WORK TASK: Exact copies of all the records below should be returned.

==== AVAILABLE RECORDS ====

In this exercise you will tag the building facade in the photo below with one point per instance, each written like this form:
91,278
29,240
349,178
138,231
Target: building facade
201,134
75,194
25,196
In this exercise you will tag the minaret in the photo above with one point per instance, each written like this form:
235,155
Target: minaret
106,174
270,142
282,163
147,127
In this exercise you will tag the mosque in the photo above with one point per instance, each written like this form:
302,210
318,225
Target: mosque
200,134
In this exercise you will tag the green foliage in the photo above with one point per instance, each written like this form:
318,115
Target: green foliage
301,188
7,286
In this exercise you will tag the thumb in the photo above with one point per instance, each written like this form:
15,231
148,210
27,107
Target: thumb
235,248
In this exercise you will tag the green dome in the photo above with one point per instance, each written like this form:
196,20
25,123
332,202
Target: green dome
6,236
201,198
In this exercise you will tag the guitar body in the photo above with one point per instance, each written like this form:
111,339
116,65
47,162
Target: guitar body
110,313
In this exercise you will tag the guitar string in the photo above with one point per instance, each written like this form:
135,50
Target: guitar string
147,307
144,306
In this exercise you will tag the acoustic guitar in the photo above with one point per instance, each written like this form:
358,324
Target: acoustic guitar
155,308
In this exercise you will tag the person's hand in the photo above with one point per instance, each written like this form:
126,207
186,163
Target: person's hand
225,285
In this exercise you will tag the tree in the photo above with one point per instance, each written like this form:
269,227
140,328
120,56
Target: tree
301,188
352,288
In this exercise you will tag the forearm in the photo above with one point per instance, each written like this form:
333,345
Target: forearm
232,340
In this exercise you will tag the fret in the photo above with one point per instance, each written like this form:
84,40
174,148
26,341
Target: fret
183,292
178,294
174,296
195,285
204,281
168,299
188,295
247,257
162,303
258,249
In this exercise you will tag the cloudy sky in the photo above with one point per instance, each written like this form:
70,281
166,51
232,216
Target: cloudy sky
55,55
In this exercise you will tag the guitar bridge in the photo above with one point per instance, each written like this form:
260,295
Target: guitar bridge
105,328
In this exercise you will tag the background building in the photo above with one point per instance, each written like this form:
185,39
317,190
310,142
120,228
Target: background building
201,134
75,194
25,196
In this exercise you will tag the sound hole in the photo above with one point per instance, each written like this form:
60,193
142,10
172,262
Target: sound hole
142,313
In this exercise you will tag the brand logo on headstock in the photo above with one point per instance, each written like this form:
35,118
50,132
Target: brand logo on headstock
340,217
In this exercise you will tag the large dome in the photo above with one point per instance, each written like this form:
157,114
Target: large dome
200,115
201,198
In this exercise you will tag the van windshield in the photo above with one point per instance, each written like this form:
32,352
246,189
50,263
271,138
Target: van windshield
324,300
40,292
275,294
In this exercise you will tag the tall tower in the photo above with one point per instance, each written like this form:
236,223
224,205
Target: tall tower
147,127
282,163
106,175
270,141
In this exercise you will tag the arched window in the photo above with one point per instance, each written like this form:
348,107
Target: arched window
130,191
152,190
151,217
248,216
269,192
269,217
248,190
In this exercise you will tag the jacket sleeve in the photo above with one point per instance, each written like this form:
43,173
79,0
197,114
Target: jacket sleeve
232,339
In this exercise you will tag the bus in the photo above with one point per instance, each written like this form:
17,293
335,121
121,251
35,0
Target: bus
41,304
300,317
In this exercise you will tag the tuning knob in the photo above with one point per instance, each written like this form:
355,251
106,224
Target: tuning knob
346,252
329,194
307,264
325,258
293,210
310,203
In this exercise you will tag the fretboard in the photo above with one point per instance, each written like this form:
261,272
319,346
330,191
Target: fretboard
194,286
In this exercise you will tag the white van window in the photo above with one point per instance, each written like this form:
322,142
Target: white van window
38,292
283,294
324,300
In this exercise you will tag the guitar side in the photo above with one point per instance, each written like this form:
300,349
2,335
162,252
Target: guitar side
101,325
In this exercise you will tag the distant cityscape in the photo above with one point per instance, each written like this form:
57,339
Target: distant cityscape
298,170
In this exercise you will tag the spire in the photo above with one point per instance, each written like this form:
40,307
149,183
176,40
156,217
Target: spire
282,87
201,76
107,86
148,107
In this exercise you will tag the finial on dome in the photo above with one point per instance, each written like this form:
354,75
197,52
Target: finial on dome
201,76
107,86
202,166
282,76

====

EXERCISE OUTPUT:
In this exercise you will tag the building facade in the photo below with one point per instance, each written like this form:
91,278
29,240
349,178
138,231
Target: building facade
201,134
75,194
25,196
In this exercise you will tag the minaret in the photo above with one point per instance, each written like this form:
235,155
Target: minaret
106,174
270,142
282,163
147,127
In this exercise you will tag the mosque in the photo above with one point per instance, each written like this form:
302,210
318,225
Target: mosque
200,134
In this exercise you will tag the green foliage in the photo above with one point per instance, each written like this form:
318,115
Target: green foliage
301,188
7,286
In this exercise you will tag the thumb in the photo above with one point per instance, each written like this form:
15,231
148,210
27,107
Target: thumb
235,248
In this exercise you will tag the green dome in the photo above with one point per instance, each written like this form:
196,20
25,123
332,202
Target: green dome
6,236
201,198
In this exercise you will tag the guitar body in the photo above with one point per instance, each written like this form:
111,339
116,65
47,162
Target: guitar body
110,313
In this exercise you will tag the guitar string in the photo above with one point per instance, each written like this form:
135,50
Target: guitar string
147,307
144,306
In this exercise you will tag the acoustic guitar in the photo above with one point per instance, each written like this form:
358,324
Target: acoustic guitar
155,308
In this exercise you will tag the person's hand in the photo above with one point per instance, each written like this form:
126,207
186,163
Target: person's hand
225,285
In this exercise you will tag the tree in the photo above with one point per instance, each written like this form:
269,227
140,328
120,56
Target: tree
301,188
352,288
In this exercise you will tag the forearm in the photo above with one point per instance, each written like this form:
333,345
Target: forearm
232,340
In this exercise you will tag the fret in the photo above with one point per instance, each written like this form:
84,40
174,148
26,341
Target: fret
183,292
178,294
174,296
195,285
204,281
168,299
188,295
247,257
162,303
258,249
In this exercise you will tag the cloudy sky in the photo above with one point per instance, each written like this form:
70,281
166,51
232,216
Target: cloudy sky
55,55
In this exercise you will tag the guitar bridge in the photo above with one point per instance, each written like this form:
260,295
Target: guitar bridge
105,328
In this exercise you will tag the background building in the photo above with one point per instance, each written like this form:
185,39
317,190
310,142
120,228
Target: background building
201,134
75,194
25,196
In this exercise you will tag the sound hole in the photo above with one point per instance, each written like this form:
60,193
142,10
172,262
Target: sound hole
142,313
In this exercise you will tag the brand logo on headstock in the photo above with one point per instance, each written like this form:
35,118
50,132
Target: brand logo on headstock
340,217
In this exercise you will tag the large dome in the photo above with one point per instance, each written like this form:
157,114
Target: large dome
200,115
201,198
In this exercise you will tag the van windshield in the photo above with one point per instance, each written like this form:
32,352
246,189
50,263
271,138
Target: van windshield
324,300
40,292
275,294
In this exercise you will tag the tall tower in the photo above with one point per instance, each written like this form:
236,223
224,205
Target: tall tower
147,127
282,163
106,175
270,141
In this exercise you will tag the arched window in the photo above with one point per instance, each written like this form:
348,107
Target: arched window
130,191
152,190
151,217
248,216
269,192
269,217
248,190
In this exercise you will tag the jacket sleeve in the photo above with one point per instance, each written like this form:
43,173
79,0
197,114
Target: jacket sleeve
232,339
In this exercise you will tag the bus in the photo above with one point per instance, each written like this form:
17,293
335,121
121,251
35,0
Target: bus
41,304
300,317
In this exercise you will tag the tuning knob in the photo above with one point per instance, each written like this form:
355,251
106,224
Target: tuning knob
346,252
329,194
307,264
325,258
293,210
310,203
In this exercise you will tag the fretboard in the photo above with one point per instance, each written like this form:
261,272
319,346
330,191
Target: fretboard
194,286
In this exercise you will tag the white van window in the photo above with one point per instance, each written like this form:
322,142
Target: white van window
38,292
283,294
324,300
In this exercise you will tag the guitar side in the photo above with one point per instance, each written like this form:
300,349
2,335
162,252
Target: guitar side
101,325
In this exercise you will tag the distant cityscape in the photo above with one point per instance, each written like this form:
57,339
Target: distant cityscape
298,170
In this exercise you will tag the spire in the photo above with one point per instance, each written like this form:
40,307
149,183
176,40
156,217
Target: spire
282,87
201,76
107,86
148,107
In this exercise you will tag the finial on dome in the photo above with one point per instance, each written like this form:
354,75
197,52
Target: finial on dome
201,76
107,86
202,166
282,76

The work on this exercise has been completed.